PROBLEM STATEMENT: Retype the full set of records. Keep every character identical.
#### MATERIAL SHOWN
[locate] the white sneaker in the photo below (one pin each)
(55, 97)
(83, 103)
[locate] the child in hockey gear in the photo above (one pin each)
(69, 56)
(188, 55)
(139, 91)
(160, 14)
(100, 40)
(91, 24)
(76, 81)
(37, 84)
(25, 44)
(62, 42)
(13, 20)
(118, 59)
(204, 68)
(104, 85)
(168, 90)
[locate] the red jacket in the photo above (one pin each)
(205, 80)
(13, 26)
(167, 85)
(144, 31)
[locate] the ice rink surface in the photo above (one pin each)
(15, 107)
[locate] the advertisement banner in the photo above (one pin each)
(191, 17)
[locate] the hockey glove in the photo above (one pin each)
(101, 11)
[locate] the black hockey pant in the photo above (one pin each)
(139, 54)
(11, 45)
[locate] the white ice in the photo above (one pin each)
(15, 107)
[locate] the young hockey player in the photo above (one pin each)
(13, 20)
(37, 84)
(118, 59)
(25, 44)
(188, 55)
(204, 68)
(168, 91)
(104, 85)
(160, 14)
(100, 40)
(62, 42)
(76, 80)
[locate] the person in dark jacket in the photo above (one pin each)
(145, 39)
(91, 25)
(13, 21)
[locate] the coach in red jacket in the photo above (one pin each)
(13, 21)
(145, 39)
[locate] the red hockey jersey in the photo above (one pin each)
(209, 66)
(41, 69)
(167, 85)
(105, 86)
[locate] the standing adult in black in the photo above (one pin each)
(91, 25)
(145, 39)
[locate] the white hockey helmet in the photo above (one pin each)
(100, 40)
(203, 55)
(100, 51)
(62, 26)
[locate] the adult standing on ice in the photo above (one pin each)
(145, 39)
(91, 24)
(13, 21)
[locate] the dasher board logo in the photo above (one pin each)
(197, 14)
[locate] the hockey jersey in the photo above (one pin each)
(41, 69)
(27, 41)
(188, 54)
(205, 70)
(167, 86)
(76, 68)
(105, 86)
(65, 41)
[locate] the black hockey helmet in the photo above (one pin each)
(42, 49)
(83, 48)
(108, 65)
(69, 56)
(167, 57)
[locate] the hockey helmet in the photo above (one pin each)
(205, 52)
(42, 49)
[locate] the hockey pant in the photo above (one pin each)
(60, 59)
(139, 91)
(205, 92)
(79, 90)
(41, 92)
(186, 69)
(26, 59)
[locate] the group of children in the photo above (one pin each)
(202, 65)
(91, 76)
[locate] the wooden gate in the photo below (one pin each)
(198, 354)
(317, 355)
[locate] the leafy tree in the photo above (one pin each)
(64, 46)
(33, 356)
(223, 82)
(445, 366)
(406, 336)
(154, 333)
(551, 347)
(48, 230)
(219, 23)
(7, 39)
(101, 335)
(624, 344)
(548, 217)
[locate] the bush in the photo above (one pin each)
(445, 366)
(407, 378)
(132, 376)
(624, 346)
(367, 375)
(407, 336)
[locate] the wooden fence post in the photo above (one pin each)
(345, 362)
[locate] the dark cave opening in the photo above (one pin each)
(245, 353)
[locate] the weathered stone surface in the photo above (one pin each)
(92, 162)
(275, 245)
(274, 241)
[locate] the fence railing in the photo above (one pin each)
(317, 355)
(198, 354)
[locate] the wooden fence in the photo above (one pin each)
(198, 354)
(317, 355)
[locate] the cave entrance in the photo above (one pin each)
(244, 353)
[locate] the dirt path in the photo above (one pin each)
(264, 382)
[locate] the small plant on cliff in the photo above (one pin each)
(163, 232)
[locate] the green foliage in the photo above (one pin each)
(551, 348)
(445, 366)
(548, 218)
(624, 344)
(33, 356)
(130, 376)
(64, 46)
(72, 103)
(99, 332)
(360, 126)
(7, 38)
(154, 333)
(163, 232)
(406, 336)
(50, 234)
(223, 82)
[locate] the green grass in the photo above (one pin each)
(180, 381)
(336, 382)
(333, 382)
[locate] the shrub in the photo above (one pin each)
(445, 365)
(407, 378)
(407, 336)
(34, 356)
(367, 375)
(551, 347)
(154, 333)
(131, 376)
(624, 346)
########
ANSWER BELOW:
[locate] the white sneaker in the photo below (one pin each)
(55, 97)
(83, 103)
[locate] the child in hockey gear in the photo above (one pin each)
(69, 56)
(188, 55)
(139, 91)
(160, 14)
(100, 40)
(91, 24)
(76, 81)
(37, 84)
(25, 44)
(62, 42)
(13, 20)
(118, 59)
(204, 68)
(104, 85)
(168, 90)
[locate] the red jacket in the photo above (one pin each)
(205, 80)
(13, 26)
(167, 85)
(144, 31)
[locate] the ice rink surface in the photo above (one pin each)
(15, 107)
[locate] the advertisement banner in the photo above (one pin each)
(191, 17)
[locate] the hockey glove in the photo above (one pin each)
(101, 11)
[locate] the black hockey pant in the photo above (one pin each)
(139, 54)
(11, 45)
[locate] the white ice in the photo above (one pin each)
(15, 107)
[locate] the young hockey player in the photo above (one pin each)
(13, 20)
(37, 84)
(118, 59)
(25, 44)
(188, 55)
(204, 68)
(168, 91)
(104, 85)
(160, 14)
(100, 40)
(62, 42)
(76, 80)
[locate] the person in dark jacket in the photo above (one pin each)
(145, 39)
(91, 25)
(13, 21)
[locate] the coach in red jacket in the photo above (one pin each)
(13, 21)
(145, 39)
[locate] the red hockey jersey in the photo above (one pin each)
(209, 66)
(41, 69)
(167, 85)
(105, 86)
[locate] the standing adult in black in the photo above (one pin each)
(91, 25)
(145, 39)
[locate] the white hockey helmet in the photo above (one pin each)
(100, 40)
(203, 55)
(100, 51)
(62, 26)
[locate] the adult standing on ice in the photo above (one pin each)
(145, 39)
(91, 24)
(13, 21)
[locate] the dasher board logo in the photo above (one pin each)
(197, 14)
[locate] the hockey jersey in the photo above (one pin each)
(41, 69)
(27, 41)
(188, 54)
(205, 70)
(167, 86)
(76, 68)
(105, 86)
(65, 41)
[locate] the black hockey helmet in the photo above (one pin each)
(42, 49)
(83, 48)
(108, 65)
(69, 56)
(167, 57)
[locate] the hockey helmet in the photo above (one pin each)
(205, 52)
(42, 49)
[locate] the hockey pant in the photo above (one pin each)
(60, 59)
(139, 91)
(205, 92)
(79, 90)
(41, 92)
(186, 69)
(26, 59)
[locate] the group of children in the photo above (one pin each)
(202, 65)
(91, 76)
[locate] the wooden gate in the photo below (one pin each)
(198, 354)
(317, 355)
[locate] the leafy tree in the photo above (one pin each)
(64, 46)
(33, 356)
(223, 82)
(445, 366)
(406, 336)
(154, 333)
(551, 347)
(48, 230)
(219, 23)
(7, 39)
(101, 335)
(624, 344)
(548, 217)
[locate] the bush in the photo above (one pin each)
(445, 366)
(407, 378)
(132, 376)
(624, 346)
(367, 375)
(407, 336)
[locate] the wooden fence post in the photo above (one pin each)
(345, 362)
[locate] the dark cave opening in the photo above (one pin each)
(245, 353)
[locate] the weathered stone surface in the photo above (one pin each)
(92, 162)
(275, 245)
(274, 241)
[locate] the fence railing in the photo above (one pin each)
(317, 355)
(198, 354)
[locate] the wooden fence in the photo above (one pin each)
(198, 354)
(317, 355)
[locate] the cave entrance in the photo above (one pin each)
(244, 353)
[locate] the dirt path in the photo above (one pin each)
(264, 382)
[locate] the small plant on cliff in the photo above (one pin each)
(163, 232)
[locate] the green foliage in the photo above (one pin each)
(551, 348)
(445, 366)
(548, 218)
(624, 344)
(33, 356)
(130, 376)
(64, 46)
(72, 103)
(99, 332)
(360, 126)
(7, 38)
(154, 333)
(163, 232)
(406, 336)
(50, 234)
(223, 82)
[locate] the green grass in the photo above (one pin each)
(180, 381)
(336, 382)
(333, 382)
[locate] the shrub in the photo above (one pin each)
(445, 365)
(407, 378)
(407, 336)
(34, 356)
(367, 375)
(551, 347)
(154, 333)
(131, 376)
(624, 346)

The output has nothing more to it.